Point-per-instance localization data:

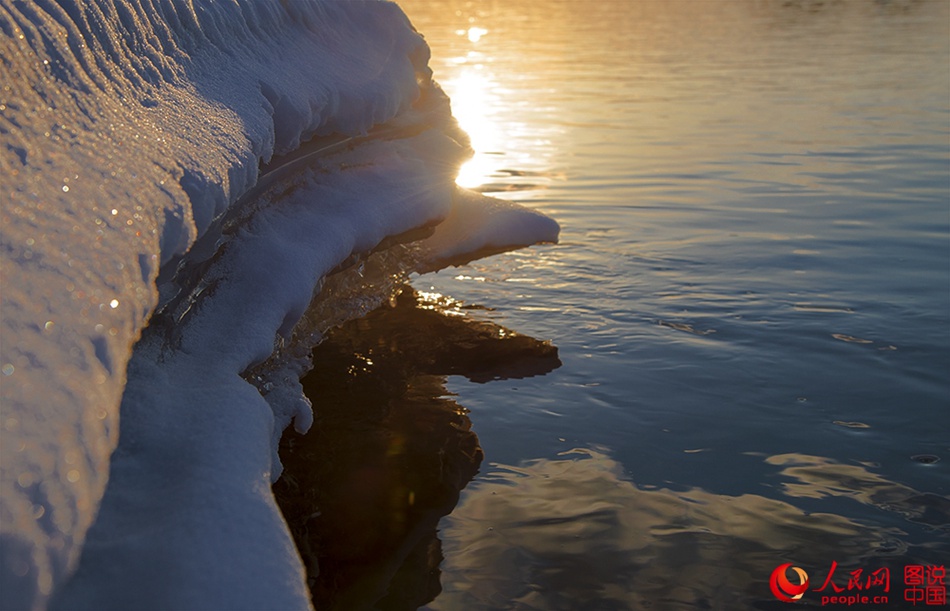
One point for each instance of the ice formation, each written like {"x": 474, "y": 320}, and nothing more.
{"x": 135, "y": 213}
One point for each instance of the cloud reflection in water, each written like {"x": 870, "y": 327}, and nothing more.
{"x": 573, "y": 533}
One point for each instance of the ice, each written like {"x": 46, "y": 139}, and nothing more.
{"x": 133, "y": 134}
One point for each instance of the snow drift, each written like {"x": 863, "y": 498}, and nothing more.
{"x": 183, "y": 177}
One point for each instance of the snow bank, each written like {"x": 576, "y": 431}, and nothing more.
{"x": 133, "y": 133}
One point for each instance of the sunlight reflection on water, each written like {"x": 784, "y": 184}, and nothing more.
{"x": 753, "y": 263}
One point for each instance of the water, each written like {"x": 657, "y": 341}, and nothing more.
{"x": 750, "y": 300}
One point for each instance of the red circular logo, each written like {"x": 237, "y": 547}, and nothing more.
{"x": 784, "y": 589}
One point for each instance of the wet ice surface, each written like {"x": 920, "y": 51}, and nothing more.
{"x": 133, "y": 141}
{"x": 750, "y": 299}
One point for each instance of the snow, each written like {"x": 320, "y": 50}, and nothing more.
{"x": 133, "y": 133}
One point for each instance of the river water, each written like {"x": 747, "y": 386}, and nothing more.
{"x": 750, "y": 305}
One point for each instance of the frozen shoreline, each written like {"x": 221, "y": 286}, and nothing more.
{"x": 130, "y": 131}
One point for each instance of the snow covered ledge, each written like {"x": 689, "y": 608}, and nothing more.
{"x": 129, "y": 130}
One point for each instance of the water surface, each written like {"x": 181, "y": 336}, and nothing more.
{"x": 750, "y": 300}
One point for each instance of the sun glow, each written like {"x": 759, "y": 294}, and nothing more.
{"x": 473, "y": 96}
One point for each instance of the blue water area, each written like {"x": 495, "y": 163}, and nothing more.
{"x": 750, "y": 298}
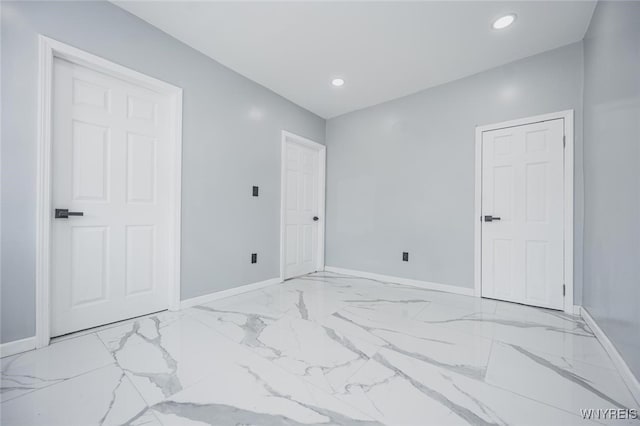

* Problem statement: Retype, word for word, the lines from the one with "One point for each instance of the sunlight" through the last line of the entries above, and only those lines. Leave pictures out.

* Task answer:
One point for each instance of the sunlight reflection on water, each written like {"x": 784, "y": 184}, and nothing more.
{"x": 753, "y": 263}
One point for each instance of the water, each written like {"x": 657, "y": 341}, and nothing more.
{"x": 750, "y": 300}
One point for each instance of the red circular logo, each written like {"x": 237, "y": 547}, and nothing more.
{"x": 784, "y": 589}
One point for each instance of the wet ice surface, each written like {"x": 920, "y": 51}, and nothing more.
{"x": 133, "y": 141}
{"x": 750, "y": 299}
One point for each instance of the snow, each written like {"x": 320, "y": 50}, and nothing more.
{"x": 133, "y": 133}
One point for each instance of the river water, each written like {"x": 747, "y": 386}, and nothing more.
{"x": 750, "y": 305}
One point for each instance of the frozen shoreline, each written like {"x": 221, "y": 286}, and nothing more.
{"x": 130, "y": 131}
One point for each instance of the snow covered ledge, each written like {"x": 689, "y": 608}, and nothing more.
{"x": 129, "y": 130}
One point for each instance of the water surface, each written like {"x": 181, "y": 336}, and nothing more.
{"x": 750, "y": 300}
One point for each instance of the sun glow, each written like {"x": 759, "y": 294}, and nothing more.
{"x": 473, "y": 96}
One point for each instance of the blue water area, each written like {"x": 495, "y": 163}, and nothing more.
{"x": 750, "y": 298}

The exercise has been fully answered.